# Text block start

Tragedy on the Line is a 1931 detective novel  by John Rhode, the pen name of the British writer Cecil Street. It is the tenth in his long-running series of novels featuring Lancelot Priestley, a Golden Age armchair detective who works alongside the less sharp-witted Superintendent Hanslet of Scotland Yard. It was published in the United States the same year by Dodd Mead.

Synopsis
The wealthy Gervase Wickenden is found dead on the railway line near Upton Bishop's station. Decapitated it is at first assumed he was killed by a train, until a bullet is discovered in a nearby tree. Added to this was the suspicious fact that he had changed his will only two days before, and both the old and the new version are now missing.

# Text block end

## Given exercise 1:
Reproduce the passage on the detective novel from "Tragedy on the" to "by Dodd Mead.", substituting "pseudonym" for "pen name".
## Given exercise 2:
Extend the account of the novel Tragedy on the Line, beginning after its final sentence.

# Given material start

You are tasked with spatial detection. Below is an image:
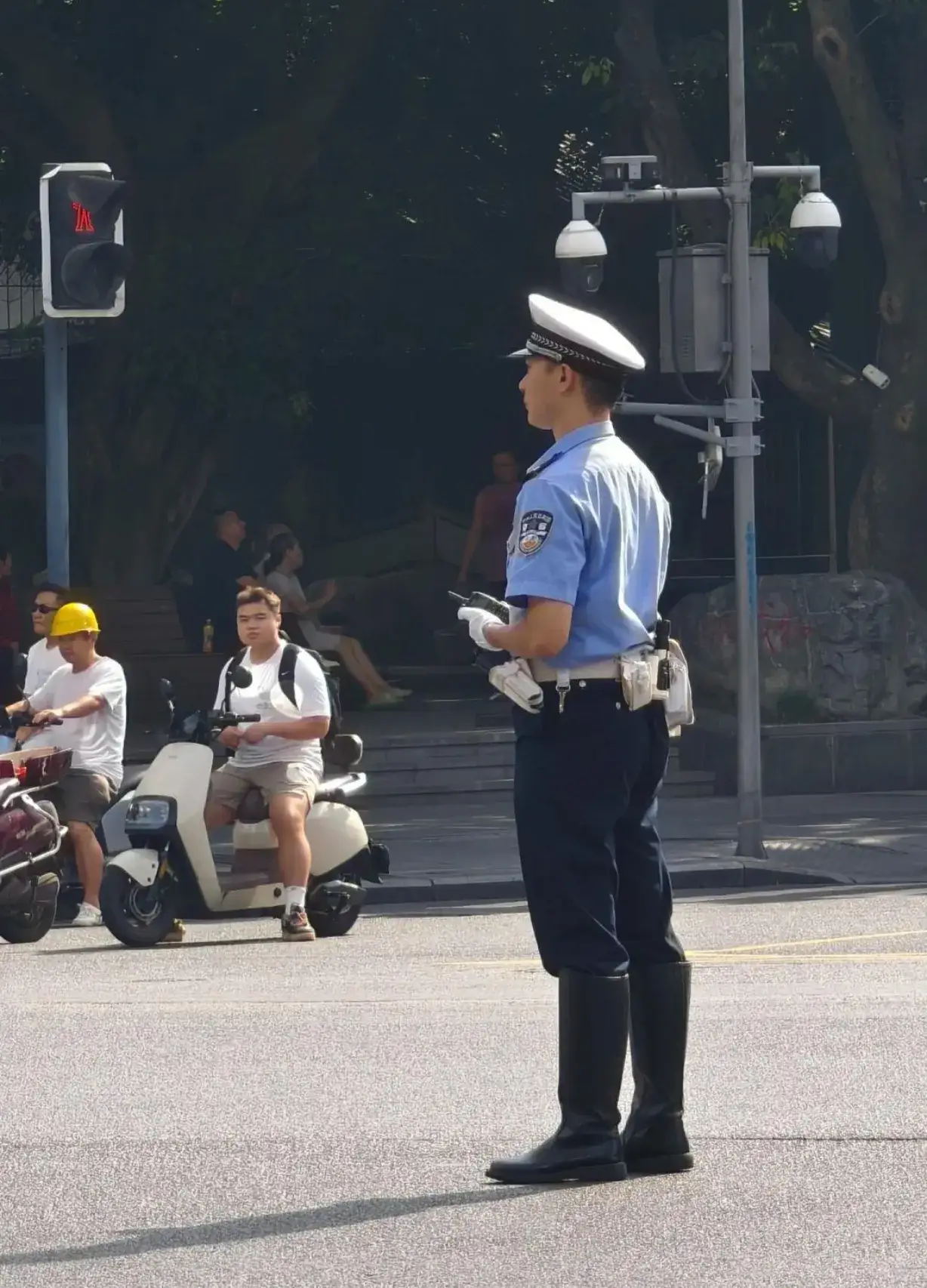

# Given material end

## Expected output 1:
Tragedy on the Line is a 1931 detective novel  by John Rhode, the pseudonym of the British writer Cecil Street. It is the tenth in his long-running series of novels featuring Lancelot Priestley, a Golden Age armchair detective who works alongside the less sharp-witted Superintendent Hanslet of Scotland Yard. It was published in the United States the same year by Dodd Mead.

## Expected output 2:
References

Bibliography
 Evans, Curtis. Masters of the "Humdrum" Mystery: Cecil John Charles Street, Freeman Wills Crofts, Alfred Walter Stewart and the British Detective Novel, 1920-1961. McFarland, 2014.
 Herbert, Rosemary. Whodunit?: A Who's Who in Crime & Mystery Writing. Oxford University Press, 2003.
 Reilly, John M. Twentieth Century Crime & Mystery Writers. Springer, 2015.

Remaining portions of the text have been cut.